= EXERCISE DETAILS =
Go through the data and copy each line where the string "green" appears.
---------- RECORD SET
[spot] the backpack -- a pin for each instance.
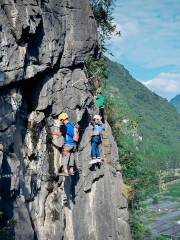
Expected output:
(76, 134)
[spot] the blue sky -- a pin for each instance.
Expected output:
(150, 43)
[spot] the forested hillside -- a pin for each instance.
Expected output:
(176, 102)
(157, 122)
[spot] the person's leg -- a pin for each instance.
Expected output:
(72, 160)
(93, 150)
(65, 158)
(101, 113)
(98, 151)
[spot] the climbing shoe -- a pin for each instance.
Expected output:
(64, 174)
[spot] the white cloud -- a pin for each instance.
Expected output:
(165, 84)
(150, 32)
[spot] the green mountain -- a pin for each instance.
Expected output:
(176, 102)
(157, 121)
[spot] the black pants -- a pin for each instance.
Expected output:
(101, 113)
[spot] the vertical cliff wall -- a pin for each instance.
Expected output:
(44, 44)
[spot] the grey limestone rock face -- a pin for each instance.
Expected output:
(44, 45)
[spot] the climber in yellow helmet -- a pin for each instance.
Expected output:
(71, 136)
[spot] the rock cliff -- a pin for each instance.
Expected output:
(44, 44)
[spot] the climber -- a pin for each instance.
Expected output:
(71, 136)
(96, 139)
(100, 101)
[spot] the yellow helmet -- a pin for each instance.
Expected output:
(63, 116)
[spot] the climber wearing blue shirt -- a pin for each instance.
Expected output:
(68, 132)
(96, 139)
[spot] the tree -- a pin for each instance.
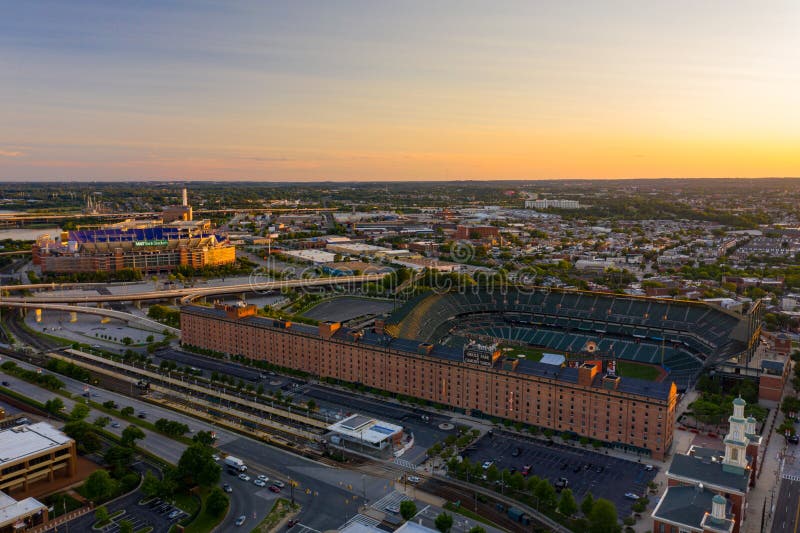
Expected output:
(99, 486)
(203, 437)
(545, 494)
(566, 504)
(151, 485)
(101, 514)
(130, 435)
(79, 412)
(603, 518)
(197, 466)
(444, 522)
(119, 458)
(216, 502)
(587, 504)
(408, 509)
(54, 406)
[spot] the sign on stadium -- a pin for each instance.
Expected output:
(157, 242)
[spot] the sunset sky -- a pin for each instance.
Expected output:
(398, 90)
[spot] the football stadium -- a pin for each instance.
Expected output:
(680, 336)
(148, 248)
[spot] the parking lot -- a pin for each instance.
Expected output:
(586, 470)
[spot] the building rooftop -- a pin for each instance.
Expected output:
(705, 467)
(684, 504)
(23, 441)
(365, 428)
(652, 389)
(11, 510)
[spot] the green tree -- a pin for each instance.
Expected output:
(408, 509)
(54, 406)
(119, 458)
(587, 504)
(444, 522)
(101, 514)
(197, 466)
(545, 494)
(216, 502)
(603, 518)
(203, 437)
(151, 485)
(130, 435)
(79, 412)
(99, 486)
(566, 504)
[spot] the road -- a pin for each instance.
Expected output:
(190, 292)
(333, 495)
(787, 508)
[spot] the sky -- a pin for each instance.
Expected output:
(398, 90)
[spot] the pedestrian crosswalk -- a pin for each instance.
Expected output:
(363, 520)
(405, 464)
(391, 500)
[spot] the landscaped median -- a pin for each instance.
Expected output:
(282, 510)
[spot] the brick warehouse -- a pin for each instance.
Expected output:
(630, 413)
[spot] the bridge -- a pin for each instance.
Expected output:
(185, 294)
(130, 319)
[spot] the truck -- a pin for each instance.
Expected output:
(235, 463)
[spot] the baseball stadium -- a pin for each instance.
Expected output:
(680, 337)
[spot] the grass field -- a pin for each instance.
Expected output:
(530, 353)
(626, 369)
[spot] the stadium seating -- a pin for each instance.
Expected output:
(679, 335)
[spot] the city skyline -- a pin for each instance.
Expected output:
(362, 91)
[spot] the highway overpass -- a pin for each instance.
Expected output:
(186, 294)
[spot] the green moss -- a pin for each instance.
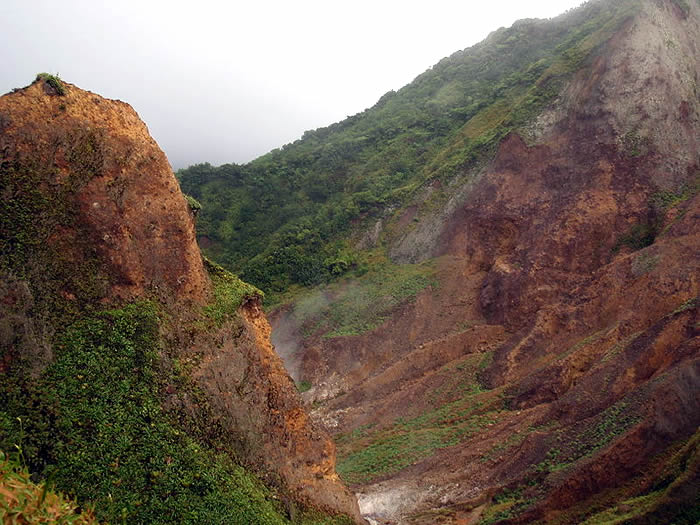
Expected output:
(367, 455)
(284, 219)
(229, 293)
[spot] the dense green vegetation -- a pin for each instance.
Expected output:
(92, 424)
(26, 502)
(54, 81)
(284, 218)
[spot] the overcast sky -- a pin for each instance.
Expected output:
(227, 81)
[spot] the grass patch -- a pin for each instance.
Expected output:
(353, 308)
(365, 455)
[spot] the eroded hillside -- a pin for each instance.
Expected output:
(514, 335)
(546, 367)
(136, 376)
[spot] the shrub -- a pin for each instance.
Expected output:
(54, 81)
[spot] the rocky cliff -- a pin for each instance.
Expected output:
(549, 371)
(103, 283)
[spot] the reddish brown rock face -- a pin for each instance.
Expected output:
(125, 202)
(119, 212)
(579, 287)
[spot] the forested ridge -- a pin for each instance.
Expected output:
(284, 218)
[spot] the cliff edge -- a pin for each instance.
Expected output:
(100, 266)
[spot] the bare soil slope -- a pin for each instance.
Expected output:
(551, 372)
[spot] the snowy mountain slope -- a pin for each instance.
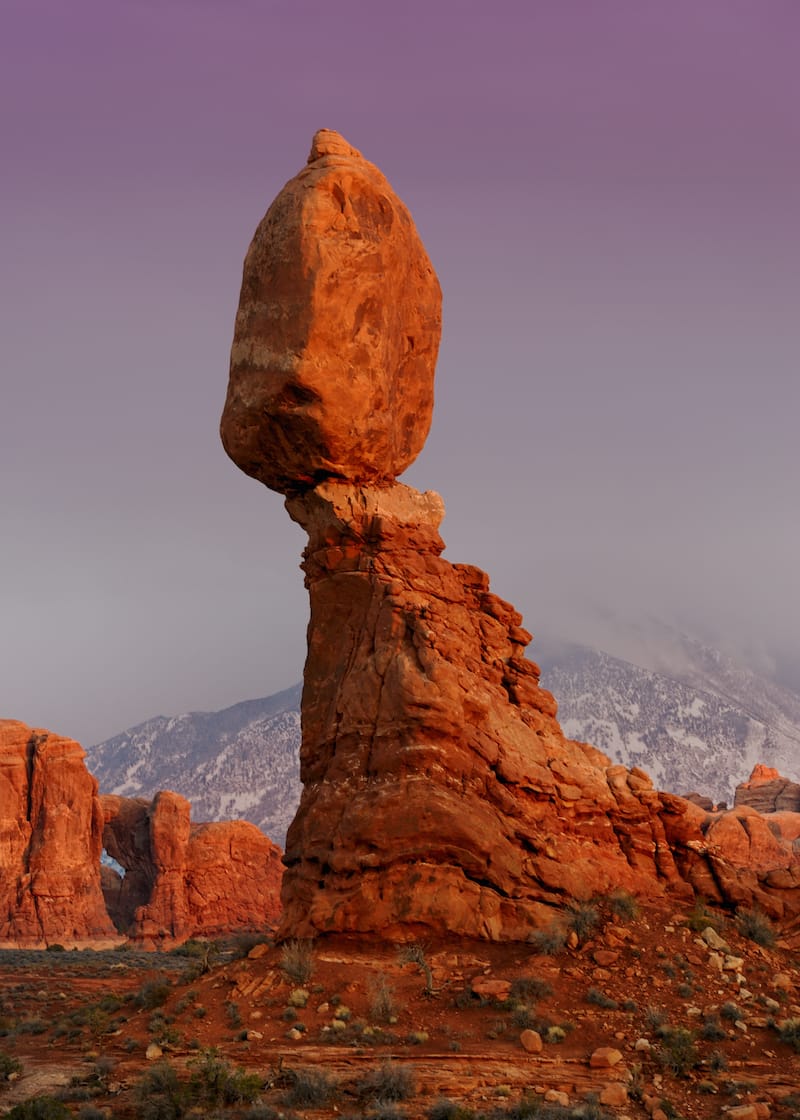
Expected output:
(703, 728)
(238, 763)
(700, 724)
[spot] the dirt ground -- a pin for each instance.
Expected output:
(390, 1030)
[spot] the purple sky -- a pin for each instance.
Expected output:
(610, 194)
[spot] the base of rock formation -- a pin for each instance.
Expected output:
(439, 793)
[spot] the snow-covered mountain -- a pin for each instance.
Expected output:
(694, 720)
(690, 717)
(238, 763)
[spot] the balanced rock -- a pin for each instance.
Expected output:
(50, 840)
(337, 330)
(439, 792)
(769, 792)
(185, 879)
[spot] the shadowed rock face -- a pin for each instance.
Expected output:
(183, 879)
(439, 792)
(337, 329)
(50, 839)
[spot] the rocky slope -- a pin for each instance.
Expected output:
(699, 722)
(178, 880)
(690, 731)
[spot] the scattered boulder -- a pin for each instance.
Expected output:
(337, 330)
(439, 791)
(769, 792)
(184, 879)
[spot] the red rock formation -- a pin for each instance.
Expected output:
(439, 792)
(769, 792)
(50, 839)
(347, 392)
(183, 879)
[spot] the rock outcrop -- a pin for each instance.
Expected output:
(183, 879)
(769, 792)
(336, 333)
(439, 792)
(50, 840)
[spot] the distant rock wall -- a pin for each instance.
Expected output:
(50, 840)
(183, 879)
(769, 792)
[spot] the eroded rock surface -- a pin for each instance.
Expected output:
(769, 792)
(337, 330)
(184, 879)
(50, 840)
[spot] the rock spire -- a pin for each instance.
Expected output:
(439, 793)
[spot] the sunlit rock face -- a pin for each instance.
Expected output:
(185, 879)
(337, 330)
(439, 793)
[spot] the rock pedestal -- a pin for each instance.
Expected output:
(50, 840)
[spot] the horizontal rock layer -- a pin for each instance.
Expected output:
(439, 793)
(50, 840)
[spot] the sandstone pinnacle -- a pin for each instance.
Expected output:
(336, 334)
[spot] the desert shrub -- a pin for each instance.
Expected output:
(756, 926)
(297, 960)
(388, 1082)
(717, 1062)
(310, 1089)
(214, 1081)
(712, 1029)
(549, 941)
(39, 1108)
(600, 998)
(151, 995)
(583, 917)
(159, 1094)
(90, 1112)
(382, 1002)
(623, 905)
(8, 1065)
(789, 1032)
(530, 988)
(416, 954)
(678, 1052)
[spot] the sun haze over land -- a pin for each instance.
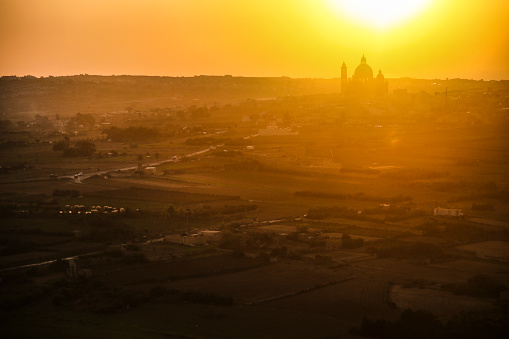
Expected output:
(296, 38)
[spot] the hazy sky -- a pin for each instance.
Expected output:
(295, 38)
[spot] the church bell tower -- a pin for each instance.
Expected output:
(344, 77)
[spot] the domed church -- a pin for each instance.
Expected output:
(362, 83)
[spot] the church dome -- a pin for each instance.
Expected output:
(363, 71)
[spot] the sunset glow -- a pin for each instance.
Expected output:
(380, 14)
(295, 38)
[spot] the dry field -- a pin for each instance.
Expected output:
(443, 304)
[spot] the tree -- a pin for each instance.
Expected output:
(82, 148)
(62, 144)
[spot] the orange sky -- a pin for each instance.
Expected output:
(295, 38)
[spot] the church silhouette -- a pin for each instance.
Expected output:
(362, 83)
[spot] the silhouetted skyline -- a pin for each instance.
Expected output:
(306, 38)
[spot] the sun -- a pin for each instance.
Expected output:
(380, 13)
--------------------
= EXERCISE RESPONSE =
[spot] the green mountain -- a pin for each instance.
[spot] the green tree -- a pin for each instance.
[spot] the green moss -- a pin for each instance.
[spot] the dense green vegetation -- a pin for each instance.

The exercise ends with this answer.